_EXERCISE INPUT_
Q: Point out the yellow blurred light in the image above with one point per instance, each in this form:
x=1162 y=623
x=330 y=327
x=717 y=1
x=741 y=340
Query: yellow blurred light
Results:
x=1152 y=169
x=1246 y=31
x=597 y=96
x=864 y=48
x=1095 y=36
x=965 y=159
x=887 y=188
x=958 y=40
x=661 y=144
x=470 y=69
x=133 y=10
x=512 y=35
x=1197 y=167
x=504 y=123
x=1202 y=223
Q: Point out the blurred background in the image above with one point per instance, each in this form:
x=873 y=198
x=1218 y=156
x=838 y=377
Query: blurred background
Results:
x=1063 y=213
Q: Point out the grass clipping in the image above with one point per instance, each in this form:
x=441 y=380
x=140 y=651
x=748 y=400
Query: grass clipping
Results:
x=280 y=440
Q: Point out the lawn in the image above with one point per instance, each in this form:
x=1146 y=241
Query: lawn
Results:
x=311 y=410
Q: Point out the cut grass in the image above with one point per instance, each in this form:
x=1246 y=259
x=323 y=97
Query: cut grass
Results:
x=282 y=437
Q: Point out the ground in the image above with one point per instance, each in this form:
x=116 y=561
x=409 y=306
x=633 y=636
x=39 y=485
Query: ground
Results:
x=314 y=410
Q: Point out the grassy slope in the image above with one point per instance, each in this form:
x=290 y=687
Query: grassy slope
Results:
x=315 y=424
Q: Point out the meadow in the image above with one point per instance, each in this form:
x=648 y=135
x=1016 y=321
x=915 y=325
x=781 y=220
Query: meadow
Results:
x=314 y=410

_WORK TO COMPLETE_
Every line above has to be restated word for word.

_REPLY TO THE EXERCISE_
Q: Point out the yellow blurred light in the image above with one point per instance, each in this form:
x=1162 y=623
x=330 y=327
x=717 y=1
x=741 y=340
Query: yellow blurred light
Results:
x=1152 y=169
x=1246 y=31
x=597 y=96
x=864 y=48
x=1095 y=36
x=965 y=159
x=887 y=188
x=958 y=40
x=661 y=144
x=470 y=69
x=133 y=10
x=512 y=35
x=1197 y=167
x=504 y=123
x=1202 y=223
Q: Point out the blurred background in the image above with one point per instance, each in this form:
x=873 y=198
x=1218 y=156
x=838 y=377
Query: blurred background
Results:
x=1063 y=213
Q: Point out the grass clipping in the image above with one point per instance, each in this form:
x=441 y=380
x=140 y=651
x=748 y=400
Query: grass clipping
Results:
x=280 y=440
Q: Point out the lawn in the image above with one point per instance, each in this form:
x=1146 y=241
Query: lawn
Results:
x=311 y=410
Q: Point out the cut grass in the image above with one point per instance, each in this form:
x=1246 y=259
x=323 y=97
Query: cut grass
Results:
x=282 y=437
Q: Point out the ground in the image above with one point per instance, each in this form:
x=116 y=561
x=409 y=306
x=633 y=636
x=39 y=485
Query: ground
Results:
x=314 y=410
Q: Point out the grassy slope in the image above with one point per instance, each in this form:
x=290 y=687
Query: grassy slope
Results:
x=315 y=424
Q: Point out the meadow in the image above with one point per instance, each in this form:
x=648 y=135
x=1016 y=321
x=915 y=325
x=781 y=220
Query: meadow
Results:
x=314 y=410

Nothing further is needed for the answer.